Below are records. Transcribe exactly the lines from the one that contains "Expected: one point per instance of the dry" through the last line, leaving any pictures out.

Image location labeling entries
## start
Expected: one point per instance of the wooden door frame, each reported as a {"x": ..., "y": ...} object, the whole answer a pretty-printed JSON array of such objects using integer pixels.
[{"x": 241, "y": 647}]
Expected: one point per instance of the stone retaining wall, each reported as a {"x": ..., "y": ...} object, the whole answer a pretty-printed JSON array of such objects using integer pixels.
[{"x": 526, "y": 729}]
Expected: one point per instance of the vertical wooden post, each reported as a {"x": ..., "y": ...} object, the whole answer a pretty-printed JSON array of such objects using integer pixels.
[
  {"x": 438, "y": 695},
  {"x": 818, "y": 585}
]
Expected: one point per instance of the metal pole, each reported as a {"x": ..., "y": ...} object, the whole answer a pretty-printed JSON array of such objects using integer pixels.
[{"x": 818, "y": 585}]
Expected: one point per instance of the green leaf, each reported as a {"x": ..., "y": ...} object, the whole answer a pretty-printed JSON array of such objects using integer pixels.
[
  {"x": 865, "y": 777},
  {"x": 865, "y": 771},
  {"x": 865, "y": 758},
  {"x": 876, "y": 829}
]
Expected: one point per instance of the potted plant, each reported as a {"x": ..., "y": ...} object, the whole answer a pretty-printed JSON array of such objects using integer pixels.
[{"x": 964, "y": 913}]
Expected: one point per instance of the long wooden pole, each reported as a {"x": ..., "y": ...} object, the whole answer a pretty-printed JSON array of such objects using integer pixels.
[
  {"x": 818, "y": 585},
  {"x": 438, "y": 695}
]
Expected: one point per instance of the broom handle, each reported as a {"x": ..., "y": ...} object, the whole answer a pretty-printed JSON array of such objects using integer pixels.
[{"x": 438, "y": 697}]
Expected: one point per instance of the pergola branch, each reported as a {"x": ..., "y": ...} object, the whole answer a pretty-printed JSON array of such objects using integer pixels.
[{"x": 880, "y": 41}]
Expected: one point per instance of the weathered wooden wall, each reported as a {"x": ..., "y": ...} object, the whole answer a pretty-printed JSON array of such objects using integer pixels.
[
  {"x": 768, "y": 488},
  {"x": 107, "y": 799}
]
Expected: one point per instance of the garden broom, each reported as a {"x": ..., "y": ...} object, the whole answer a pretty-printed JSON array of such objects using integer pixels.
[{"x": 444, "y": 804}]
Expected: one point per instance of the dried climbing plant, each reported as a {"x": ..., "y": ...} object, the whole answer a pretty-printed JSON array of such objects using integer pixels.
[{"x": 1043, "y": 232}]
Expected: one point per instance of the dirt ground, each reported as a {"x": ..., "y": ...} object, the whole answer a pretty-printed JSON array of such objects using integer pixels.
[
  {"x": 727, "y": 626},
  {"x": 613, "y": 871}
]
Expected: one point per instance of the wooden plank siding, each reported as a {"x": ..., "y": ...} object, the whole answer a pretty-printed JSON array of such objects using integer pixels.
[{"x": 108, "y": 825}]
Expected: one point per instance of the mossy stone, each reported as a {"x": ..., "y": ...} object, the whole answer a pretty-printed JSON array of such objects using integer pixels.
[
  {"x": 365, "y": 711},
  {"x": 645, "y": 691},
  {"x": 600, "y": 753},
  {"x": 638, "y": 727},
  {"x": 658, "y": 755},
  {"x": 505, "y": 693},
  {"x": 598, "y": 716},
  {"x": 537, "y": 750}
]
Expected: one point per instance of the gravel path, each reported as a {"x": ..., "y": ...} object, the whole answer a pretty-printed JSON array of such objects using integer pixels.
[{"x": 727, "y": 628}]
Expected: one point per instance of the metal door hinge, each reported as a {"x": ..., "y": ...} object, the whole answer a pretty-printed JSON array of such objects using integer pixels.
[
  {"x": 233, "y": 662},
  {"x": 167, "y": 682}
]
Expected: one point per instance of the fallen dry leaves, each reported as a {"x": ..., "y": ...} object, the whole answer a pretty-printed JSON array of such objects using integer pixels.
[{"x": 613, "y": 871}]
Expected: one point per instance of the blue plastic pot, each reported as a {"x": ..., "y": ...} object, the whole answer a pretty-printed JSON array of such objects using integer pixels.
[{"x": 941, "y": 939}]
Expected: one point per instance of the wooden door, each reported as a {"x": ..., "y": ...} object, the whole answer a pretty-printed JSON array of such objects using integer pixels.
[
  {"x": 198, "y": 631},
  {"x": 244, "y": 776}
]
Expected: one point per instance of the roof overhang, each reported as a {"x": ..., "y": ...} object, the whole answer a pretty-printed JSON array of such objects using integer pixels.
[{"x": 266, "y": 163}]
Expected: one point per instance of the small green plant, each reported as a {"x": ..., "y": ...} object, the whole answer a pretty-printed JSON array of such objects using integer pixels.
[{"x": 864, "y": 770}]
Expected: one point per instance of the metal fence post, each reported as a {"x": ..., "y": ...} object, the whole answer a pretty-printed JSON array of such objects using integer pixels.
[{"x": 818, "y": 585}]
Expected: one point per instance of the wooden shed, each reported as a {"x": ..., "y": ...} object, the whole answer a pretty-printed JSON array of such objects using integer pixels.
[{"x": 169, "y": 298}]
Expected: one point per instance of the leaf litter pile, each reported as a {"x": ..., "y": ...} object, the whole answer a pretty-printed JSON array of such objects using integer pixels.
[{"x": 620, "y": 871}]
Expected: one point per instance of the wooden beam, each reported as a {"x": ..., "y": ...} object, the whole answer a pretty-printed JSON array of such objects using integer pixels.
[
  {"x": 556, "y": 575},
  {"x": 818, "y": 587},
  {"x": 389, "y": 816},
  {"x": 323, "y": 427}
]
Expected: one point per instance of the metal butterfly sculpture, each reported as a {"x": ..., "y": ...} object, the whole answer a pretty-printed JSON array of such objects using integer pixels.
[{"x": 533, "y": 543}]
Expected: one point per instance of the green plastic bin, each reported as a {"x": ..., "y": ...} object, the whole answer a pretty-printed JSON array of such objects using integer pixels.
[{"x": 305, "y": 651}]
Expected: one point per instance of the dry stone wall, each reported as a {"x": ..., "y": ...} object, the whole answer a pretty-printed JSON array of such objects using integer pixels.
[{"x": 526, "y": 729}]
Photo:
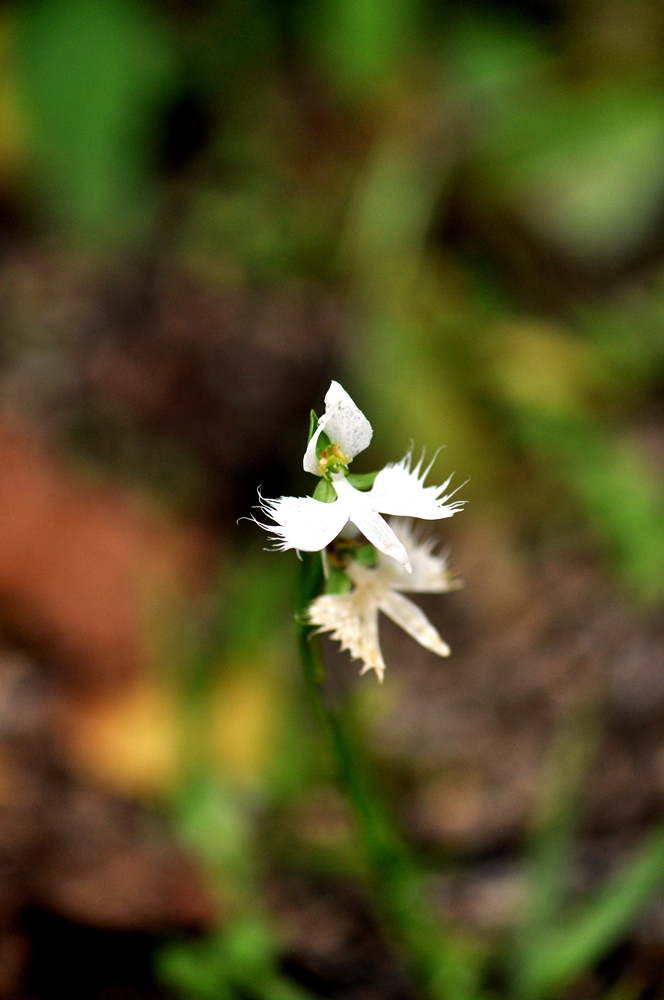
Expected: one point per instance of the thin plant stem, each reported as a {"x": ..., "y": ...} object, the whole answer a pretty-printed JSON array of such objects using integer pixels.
[{"x": 448, "y": 966}]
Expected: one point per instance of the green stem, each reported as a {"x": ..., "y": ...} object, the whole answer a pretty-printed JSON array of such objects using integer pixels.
[{"x": 448, "y": 967}]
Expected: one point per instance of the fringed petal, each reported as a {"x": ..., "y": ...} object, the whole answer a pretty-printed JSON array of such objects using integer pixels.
[
  {"x": 303, "y": 523},
  {"x": 412, "y": 620},
  {"x": 400, "y": 490},
  {"x": 352, "y": 620},
  {"x": 430, "y": 572},
  {"x": 371, "y": 524}
]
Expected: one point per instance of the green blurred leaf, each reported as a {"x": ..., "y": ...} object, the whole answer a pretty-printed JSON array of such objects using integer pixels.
## end
→ Exercise solution:
Expected: one point per instance of the dry stone wall, each reported as a {"x": ..., "y": ...} object, the whole answer a pretty-printed JSON array of such objects using integer pixels.
[{"x": 526, "y": 729}]
Photo:
Expected: one point per instance of the thin plant stem, each reported as a {"x": ..., "y": ...} object, the whole answer a pretty-printed JSON array of such objects using integer pixels.
[{"x": 448, "y": 966}]
Expected: one point per instance of the green stem, each reported as a {"x": ..., "y": ...} object, the whole answer a pretty-printed JSON array of such objects using integer pixels.
[{"x": 448, "y": 967}]
Expected: one point per instance of the fringed petal, each reported as a {"x": ..., "y": ...} object, the whole answer a pretty-printed JSON array of such objects using integer pixels.
[
  {"x": 303, "y": 523},
  {"x": 412, "y": 620},
  {"x": 400, "y": 490},
  {"x": 352, "y": 620},
  {"x": 430, "y": 572},
  {"x": 371, "y": 524}
]
Expected: one point per instance of the green blurred leaf, each reported as a {"x": ..., "y": ...} object, the whole answer a pretty-printed JSON array of such objects using integer pixels.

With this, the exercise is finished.